# [How to complete this task]
Each line of the entries that mentions the string "MUST" needs to be reported.

# [Data provided]
——

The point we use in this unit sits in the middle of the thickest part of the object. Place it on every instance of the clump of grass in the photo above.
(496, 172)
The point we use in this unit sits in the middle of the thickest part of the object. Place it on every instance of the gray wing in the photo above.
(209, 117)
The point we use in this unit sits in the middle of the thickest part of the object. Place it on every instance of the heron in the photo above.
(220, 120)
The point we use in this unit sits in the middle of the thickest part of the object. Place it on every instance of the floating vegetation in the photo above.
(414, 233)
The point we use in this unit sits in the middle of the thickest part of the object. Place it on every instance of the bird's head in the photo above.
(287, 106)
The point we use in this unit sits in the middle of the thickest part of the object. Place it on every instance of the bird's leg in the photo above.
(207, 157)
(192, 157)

——

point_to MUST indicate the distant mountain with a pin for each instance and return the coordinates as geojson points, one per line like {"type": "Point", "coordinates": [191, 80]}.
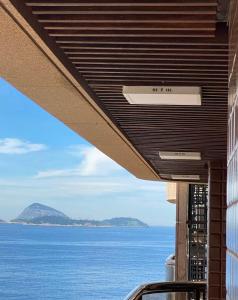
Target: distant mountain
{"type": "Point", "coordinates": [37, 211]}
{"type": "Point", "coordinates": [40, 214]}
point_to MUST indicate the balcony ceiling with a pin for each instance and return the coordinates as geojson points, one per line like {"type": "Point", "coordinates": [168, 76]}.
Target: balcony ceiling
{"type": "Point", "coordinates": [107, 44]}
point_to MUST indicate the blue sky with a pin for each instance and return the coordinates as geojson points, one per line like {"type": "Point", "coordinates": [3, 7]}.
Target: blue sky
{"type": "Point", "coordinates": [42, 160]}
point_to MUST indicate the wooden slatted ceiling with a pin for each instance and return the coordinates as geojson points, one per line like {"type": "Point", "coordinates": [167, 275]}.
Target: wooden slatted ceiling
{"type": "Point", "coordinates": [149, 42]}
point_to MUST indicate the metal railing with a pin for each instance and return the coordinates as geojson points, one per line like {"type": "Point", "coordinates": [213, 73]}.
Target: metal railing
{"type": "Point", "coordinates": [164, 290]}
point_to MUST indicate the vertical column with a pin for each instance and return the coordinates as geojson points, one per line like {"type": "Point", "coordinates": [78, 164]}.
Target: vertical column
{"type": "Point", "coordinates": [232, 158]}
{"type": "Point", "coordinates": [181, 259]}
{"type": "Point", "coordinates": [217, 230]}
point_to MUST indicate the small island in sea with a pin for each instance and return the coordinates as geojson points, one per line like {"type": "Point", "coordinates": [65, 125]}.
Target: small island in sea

——

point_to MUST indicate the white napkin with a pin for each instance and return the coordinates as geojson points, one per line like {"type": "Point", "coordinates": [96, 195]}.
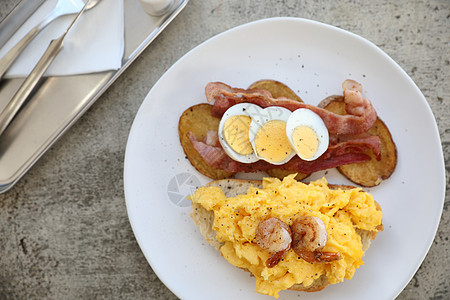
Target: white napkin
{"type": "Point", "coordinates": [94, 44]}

——

# [Reply]
point_to MUST indicate the distant mountain with a pin for each instance and return the coordinates as geojson points, one per line like {"type": "Point", "coordinates": [191, 80]}.
point_to MUST indicate the balcony ceiling with a pin for each instance and return the coordinates as geojson points, one per line like {"type": "Point", "coordinates": [168, 76]}.
point_to MUST indicate the blue sky with a pin for each instance and return the coordinates as geojson points, one per line like {"type": "Point", "coordinates": [3, 7]}.
point_to MUST indicate the wooden slatted ceiling with a pin for each instance and return the coordinates as geojson points, one per line like {"type": "Point", "coordinates": [167, 275]}.
point_to MUST indicate the metal railing with a pin for each instance and return the coordinates as geojson points, one per line like {"type": "Point", "coordinates": [213, 73]}.
point_to MUST indicate the vertical column with a pin for each instance and return the coordinates as geojson points, one per line like {"type": "Point", "coordinates": [78, 164]}.
point_to MUST indicate the small island in sea with a pin for each instance and return the coordinates as geojson points, one per line like {"type": "Point", "coordinates": [65, 125]}.
point_to MUST indicate the white napkin with a pin for each instance and return the coordinates as geojson points, one per line like {"type": "Point", "coordinates": [96, 195]}.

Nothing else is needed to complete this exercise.